#### PROVIDED DATA ####

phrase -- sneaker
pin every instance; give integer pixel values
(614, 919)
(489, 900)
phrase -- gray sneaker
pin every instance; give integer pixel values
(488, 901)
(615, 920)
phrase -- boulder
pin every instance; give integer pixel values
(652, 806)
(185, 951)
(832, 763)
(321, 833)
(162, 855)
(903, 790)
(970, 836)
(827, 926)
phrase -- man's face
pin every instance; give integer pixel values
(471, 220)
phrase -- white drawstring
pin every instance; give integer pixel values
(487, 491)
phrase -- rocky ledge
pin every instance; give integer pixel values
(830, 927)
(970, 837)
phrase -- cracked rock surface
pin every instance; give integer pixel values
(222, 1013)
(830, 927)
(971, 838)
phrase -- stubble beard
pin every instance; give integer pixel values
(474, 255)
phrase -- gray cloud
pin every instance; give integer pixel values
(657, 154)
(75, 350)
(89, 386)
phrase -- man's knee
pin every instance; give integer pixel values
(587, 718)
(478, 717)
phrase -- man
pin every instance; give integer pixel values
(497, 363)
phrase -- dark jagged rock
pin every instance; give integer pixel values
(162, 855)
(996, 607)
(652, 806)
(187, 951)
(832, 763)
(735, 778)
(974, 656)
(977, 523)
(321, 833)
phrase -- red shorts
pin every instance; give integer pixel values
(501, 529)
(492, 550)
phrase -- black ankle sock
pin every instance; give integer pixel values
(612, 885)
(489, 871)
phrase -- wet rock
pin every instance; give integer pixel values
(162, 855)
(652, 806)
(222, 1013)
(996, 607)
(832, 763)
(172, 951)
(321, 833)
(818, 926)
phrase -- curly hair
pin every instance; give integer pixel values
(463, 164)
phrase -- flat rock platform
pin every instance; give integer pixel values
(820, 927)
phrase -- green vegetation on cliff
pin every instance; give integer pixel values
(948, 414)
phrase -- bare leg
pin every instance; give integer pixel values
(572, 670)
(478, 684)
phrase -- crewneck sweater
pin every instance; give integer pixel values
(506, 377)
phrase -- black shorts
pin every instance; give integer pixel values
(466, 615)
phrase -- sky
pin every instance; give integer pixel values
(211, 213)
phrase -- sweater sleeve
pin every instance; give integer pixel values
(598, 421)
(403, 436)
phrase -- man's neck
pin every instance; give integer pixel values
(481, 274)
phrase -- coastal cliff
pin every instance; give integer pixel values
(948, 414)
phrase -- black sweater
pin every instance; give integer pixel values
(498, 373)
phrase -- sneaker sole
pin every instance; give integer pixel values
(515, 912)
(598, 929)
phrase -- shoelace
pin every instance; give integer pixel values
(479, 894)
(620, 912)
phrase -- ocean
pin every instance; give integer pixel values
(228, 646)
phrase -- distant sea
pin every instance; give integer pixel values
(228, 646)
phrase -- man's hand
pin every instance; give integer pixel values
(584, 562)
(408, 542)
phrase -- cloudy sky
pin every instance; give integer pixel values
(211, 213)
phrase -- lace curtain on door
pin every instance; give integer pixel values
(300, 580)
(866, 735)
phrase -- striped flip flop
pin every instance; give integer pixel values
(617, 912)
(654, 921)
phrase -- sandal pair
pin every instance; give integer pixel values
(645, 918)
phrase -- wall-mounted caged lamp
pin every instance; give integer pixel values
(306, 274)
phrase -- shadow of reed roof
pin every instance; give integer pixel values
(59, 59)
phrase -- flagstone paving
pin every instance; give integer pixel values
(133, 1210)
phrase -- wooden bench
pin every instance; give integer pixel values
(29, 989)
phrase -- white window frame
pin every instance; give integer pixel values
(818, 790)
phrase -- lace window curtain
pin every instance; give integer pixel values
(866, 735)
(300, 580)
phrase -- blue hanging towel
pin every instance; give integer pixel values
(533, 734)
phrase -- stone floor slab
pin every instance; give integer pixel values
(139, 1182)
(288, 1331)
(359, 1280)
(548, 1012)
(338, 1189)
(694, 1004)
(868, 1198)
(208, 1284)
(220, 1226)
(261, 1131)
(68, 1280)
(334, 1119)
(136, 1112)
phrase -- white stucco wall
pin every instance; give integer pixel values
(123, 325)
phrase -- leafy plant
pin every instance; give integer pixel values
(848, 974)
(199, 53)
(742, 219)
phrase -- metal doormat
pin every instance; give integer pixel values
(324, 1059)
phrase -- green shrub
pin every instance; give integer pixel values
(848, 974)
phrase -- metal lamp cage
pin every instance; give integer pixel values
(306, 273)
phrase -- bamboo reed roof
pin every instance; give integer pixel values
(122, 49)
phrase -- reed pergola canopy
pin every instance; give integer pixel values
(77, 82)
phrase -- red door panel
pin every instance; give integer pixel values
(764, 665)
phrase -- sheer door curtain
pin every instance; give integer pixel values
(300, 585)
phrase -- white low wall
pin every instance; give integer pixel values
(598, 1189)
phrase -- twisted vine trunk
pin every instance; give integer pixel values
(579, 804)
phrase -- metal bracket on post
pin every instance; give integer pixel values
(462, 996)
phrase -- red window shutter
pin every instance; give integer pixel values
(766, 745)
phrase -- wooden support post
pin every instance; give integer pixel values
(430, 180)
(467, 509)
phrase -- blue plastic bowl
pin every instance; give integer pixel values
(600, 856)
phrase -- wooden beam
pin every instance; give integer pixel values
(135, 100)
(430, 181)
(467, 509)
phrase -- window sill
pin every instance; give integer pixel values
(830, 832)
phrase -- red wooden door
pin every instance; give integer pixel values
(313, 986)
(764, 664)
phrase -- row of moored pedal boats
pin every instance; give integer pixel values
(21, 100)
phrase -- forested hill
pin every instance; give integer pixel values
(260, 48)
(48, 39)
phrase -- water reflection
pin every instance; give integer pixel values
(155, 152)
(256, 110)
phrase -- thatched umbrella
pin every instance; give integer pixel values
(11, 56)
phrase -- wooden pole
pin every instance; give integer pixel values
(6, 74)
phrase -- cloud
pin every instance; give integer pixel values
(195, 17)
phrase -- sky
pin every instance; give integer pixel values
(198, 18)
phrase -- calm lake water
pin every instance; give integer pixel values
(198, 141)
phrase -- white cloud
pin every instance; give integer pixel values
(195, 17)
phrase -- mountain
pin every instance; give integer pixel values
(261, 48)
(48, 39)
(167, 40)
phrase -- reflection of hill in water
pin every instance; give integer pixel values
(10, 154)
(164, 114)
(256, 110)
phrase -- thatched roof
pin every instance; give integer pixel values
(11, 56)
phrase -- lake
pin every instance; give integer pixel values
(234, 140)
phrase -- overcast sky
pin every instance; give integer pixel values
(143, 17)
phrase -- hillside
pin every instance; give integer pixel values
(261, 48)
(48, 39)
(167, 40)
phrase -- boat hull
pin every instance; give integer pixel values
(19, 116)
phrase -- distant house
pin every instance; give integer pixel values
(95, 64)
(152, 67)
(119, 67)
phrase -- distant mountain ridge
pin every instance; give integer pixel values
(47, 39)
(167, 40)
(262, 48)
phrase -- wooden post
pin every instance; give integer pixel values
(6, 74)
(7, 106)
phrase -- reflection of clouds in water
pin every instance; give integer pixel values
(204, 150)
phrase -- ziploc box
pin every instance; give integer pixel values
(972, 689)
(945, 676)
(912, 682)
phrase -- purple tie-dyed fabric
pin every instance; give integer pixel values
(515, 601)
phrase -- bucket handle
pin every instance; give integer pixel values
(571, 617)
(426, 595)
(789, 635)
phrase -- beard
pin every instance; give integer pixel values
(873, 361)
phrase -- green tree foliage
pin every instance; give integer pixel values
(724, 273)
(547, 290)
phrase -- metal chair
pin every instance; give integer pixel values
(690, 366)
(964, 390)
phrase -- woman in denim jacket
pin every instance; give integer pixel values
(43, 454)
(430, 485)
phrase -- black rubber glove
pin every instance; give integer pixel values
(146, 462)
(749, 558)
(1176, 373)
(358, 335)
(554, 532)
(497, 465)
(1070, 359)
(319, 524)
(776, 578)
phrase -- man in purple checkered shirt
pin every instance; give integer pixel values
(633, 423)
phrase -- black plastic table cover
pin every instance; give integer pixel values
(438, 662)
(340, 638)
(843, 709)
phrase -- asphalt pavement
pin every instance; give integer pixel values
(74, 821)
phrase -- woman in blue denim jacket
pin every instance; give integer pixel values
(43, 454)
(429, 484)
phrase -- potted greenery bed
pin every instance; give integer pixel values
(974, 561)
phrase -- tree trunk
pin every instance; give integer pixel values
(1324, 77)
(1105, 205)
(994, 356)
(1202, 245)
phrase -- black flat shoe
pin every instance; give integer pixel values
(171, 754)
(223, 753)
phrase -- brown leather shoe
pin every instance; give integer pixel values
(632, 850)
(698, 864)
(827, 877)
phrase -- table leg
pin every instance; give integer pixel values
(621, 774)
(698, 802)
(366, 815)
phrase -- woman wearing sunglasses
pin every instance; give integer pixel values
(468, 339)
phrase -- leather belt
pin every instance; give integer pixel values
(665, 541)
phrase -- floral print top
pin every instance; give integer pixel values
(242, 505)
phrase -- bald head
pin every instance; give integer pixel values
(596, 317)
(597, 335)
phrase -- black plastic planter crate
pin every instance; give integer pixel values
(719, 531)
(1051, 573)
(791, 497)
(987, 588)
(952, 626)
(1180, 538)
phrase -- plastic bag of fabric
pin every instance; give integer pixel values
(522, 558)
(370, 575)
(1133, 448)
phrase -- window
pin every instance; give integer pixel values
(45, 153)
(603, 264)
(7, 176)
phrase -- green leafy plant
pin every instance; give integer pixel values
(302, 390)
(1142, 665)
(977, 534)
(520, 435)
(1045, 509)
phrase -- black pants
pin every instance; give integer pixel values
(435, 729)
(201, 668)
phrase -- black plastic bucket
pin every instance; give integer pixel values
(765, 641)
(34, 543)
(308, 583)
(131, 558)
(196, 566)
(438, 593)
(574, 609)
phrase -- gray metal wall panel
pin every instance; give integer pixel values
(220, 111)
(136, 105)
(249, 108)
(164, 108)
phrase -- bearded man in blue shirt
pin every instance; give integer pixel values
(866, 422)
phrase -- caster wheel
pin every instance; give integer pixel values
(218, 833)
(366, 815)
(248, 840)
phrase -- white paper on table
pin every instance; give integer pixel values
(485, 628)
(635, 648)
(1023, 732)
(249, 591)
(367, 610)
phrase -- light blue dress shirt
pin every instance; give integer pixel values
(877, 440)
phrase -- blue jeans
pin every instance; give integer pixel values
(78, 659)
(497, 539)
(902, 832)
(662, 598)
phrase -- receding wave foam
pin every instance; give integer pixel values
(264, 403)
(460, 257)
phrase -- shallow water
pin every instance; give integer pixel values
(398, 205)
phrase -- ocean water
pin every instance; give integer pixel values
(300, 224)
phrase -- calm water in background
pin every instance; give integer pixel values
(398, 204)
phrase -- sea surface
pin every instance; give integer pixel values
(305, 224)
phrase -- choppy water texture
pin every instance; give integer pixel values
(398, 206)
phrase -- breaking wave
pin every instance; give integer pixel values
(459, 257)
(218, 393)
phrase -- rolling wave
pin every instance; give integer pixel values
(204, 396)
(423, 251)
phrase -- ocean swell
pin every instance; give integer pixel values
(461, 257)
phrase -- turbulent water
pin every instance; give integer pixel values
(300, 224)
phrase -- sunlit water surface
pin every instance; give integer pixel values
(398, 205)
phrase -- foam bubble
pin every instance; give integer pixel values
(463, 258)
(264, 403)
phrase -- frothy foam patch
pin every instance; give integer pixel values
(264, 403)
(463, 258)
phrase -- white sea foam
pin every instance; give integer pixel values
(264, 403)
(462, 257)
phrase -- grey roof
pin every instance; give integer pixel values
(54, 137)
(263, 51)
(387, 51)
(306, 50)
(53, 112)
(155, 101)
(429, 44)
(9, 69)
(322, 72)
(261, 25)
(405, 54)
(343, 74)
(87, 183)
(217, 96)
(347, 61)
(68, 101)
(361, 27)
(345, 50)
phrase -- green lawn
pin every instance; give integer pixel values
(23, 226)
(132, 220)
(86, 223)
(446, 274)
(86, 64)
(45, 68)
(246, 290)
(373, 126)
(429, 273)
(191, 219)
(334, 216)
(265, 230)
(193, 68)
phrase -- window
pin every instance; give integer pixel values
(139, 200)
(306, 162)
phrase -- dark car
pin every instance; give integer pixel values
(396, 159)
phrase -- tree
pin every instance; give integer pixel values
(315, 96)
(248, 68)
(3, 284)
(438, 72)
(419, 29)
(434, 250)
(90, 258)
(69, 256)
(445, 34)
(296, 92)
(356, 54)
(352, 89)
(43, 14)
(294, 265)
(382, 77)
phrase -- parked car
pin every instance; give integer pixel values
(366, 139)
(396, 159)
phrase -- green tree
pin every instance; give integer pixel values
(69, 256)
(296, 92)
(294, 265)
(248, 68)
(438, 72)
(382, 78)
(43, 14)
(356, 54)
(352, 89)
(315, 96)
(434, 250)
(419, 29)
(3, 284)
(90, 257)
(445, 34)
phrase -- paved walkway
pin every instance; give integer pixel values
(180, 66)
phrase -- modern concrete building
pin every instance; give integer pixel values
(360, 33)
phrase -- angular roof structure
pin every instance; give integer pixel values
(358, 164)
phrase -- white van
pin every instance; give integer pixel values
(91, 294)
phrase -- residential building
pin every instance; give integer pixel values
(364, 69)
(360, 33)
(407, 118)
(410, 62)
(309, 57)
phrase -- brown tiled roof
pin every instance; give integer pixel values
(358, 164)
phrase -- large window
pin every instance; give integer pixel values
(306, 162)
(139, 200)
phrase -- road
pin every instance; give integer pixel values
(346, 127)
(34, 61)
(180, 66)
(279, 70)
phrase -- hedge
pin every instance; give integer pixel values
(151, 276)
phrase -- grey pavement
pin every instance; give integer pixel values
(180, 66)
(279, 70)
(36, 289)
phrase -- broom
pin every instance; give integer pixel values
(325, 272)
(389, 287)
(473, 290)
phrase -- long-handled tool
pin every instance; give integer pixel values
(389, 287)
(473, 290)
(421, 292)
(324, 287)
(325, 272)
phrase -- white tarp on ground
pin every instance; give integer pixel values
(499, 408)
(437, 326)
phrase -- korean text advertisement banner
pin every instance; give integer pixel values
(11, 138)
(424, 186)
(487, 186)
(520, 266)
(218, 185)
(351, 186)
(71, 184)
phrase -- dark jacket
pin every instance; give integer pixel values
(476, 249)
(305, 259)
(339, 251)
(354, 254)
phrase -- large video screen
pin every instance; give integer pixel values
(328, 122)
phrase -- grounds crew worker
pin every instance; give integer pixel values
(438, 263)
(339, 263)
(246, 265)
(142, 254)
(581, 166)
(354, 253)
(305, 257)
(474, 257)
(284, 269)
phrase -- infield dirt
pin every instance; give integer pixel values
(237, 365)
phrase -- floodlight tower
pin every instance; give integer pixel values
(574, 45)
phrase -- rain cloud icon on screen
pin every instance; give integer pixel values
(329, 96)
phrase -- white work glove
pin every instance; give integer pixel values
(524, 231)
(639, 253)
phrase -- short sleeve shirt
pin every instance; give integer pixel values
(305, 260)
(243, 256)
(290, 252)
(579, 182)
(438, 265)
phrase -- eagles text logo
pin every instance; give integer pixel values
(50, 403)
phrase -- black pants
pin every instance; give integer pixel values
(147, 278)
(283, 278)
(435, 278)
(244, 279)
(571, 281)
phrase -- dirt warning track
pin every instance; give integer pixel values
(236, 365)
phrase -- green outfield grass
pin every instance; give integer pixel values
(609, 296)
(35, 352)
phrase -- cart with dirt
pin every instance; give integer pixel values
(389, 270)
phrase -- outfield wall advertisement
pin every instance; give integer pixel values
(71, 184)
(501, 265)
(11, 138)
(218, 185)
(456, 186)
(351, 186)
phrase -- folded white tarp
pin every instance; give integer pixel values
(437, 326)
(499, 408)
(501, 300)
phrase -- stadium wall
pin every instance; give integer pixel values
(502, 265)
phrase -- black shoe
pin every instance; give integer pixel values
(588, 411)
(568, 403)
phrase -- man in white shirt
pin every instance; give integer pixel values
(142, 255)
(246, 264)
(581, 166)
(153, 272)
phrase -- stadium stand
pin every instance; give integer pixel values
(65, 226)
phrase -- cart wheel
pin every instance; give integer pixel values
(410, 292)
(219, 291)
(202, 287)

####

== EXERCISE DESCRIPTION ==
Looking at the entries above, how many lines contain the word "panel"? Answer with the number alone.

== TASK OUTPUT ==
2